## Document text
'''

Drug-resistant tuberculosis (TB) is a major health problem. Drug-resistant forms of TB are much more difficult to treat, requiring at least two years of medication, which can cause serious side effects. Although growing public awareness of the issue has led authorities to increase access to treatment, the national health system’s response remains underdeveloped. Doctors Without Borders/Médecins Sans Frontières (MSF) has HIV and TB clinics in Manipur, where 17 new patients began treatment for multidrug-resistant TB (MDR-TB) in 2012. Patient numbers increased significantly when a fourth clinic was opened near the border with Myanmar in April.
A long history of insurgency, poor infrastructure and a scarcity of staff mean specialist health services are almost nonexistent in the far northeastern regions of the country. MSF supports basic and specialist healthcare, including TB services, in Mon district hospital in Nagaland.
Supporting victims of conflict
Researching better treatment options in Bihar
Bihar state has one of the highest incidences of kala azar (visceral leishmaniasis) in the world. Kala azar is transmitted by infected sandflies and without treatment it is almost always fatal.

'''

(Data excerpts)
'''

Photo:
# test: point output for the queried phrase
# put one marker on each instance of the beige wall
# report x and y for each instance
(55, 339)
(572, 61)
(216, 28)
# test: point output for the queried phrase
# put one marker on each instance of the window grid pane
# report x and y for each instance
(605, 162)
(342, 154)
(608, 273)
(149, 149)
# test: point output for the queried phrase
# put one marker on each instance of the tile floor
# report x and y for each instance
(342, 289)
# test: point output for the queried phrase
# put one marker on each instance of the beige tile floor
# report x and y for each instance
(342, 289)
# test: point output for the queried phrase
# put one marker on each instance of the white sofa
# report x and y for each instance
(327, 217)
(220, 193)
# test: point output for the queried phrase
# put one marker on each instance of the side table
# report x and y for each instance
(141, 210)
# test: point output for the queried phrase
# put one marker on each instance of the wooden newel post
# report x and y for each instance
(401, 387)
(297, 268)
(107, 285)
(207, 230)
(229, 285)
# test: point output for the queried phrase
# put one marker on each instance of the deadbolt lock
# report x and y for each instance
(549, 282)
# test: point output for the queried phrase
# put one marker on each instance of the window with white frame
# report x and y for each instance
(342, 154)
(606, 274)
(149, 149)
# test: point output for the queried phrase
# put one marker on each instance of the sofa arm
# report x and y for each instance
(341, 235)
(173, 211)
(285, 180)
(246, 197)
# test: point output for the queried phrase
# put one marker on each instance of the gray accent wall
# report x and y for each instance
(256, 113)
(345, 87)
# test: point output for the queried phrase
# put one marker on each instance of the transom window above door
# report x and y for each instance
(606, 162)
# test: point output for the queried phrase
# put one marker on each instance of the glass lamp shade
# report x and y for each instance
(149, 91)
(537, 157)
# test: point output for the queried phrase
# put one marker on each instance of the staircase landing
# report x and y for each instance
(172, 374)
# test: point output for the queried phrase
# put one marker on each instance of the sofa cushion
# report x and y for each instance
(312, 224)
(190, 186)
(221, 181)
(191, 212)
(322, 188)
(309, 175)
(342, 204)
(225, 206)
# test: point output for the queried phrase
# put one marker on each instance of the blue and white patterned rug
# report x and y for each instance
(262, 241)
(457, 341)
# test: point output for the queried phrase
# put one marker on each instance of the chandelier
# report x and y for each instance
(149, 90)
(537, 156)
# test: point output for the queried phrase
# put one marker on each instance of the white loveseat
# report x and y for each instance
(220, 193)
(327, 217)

'''

## What the exercise asks
Carry on the text about MSF's health work in India from where it stops.

## Exercise result
In Biraul subdistrict of Darbhanga, Bihar, MSF has managed five feeding centers since 2009. Negotiations with the state government in 2012 will lead to the expansion of MSF’s model for community based management of malnutrition throughout Darbhanga in 2013: for the first time in India, treatment for children with severe malnutrition will be integrated into the state’s public health system, from the community level and basic health facilities up to the intensive care unit that MSF will build at the district hospital.
Gopal *, Mumbai
I was working as a cook when I was first diagnosed with drug-resistant TB. The treatment involved six months of injections every day. It was very difficult – every day there was pain. After that I had to take 15 to 17 different tablets every day. I used to just stay at home. It has been six months now since I finished my treatment. Now I am free of tension and I want to earn money and live life properly. My family are happy because I’ve got my job back and I’m able to support them.
*The patient’s name has been changed.
At the end of 2012 MSF had 733 staff in India. MSF has been working in the country since 1999.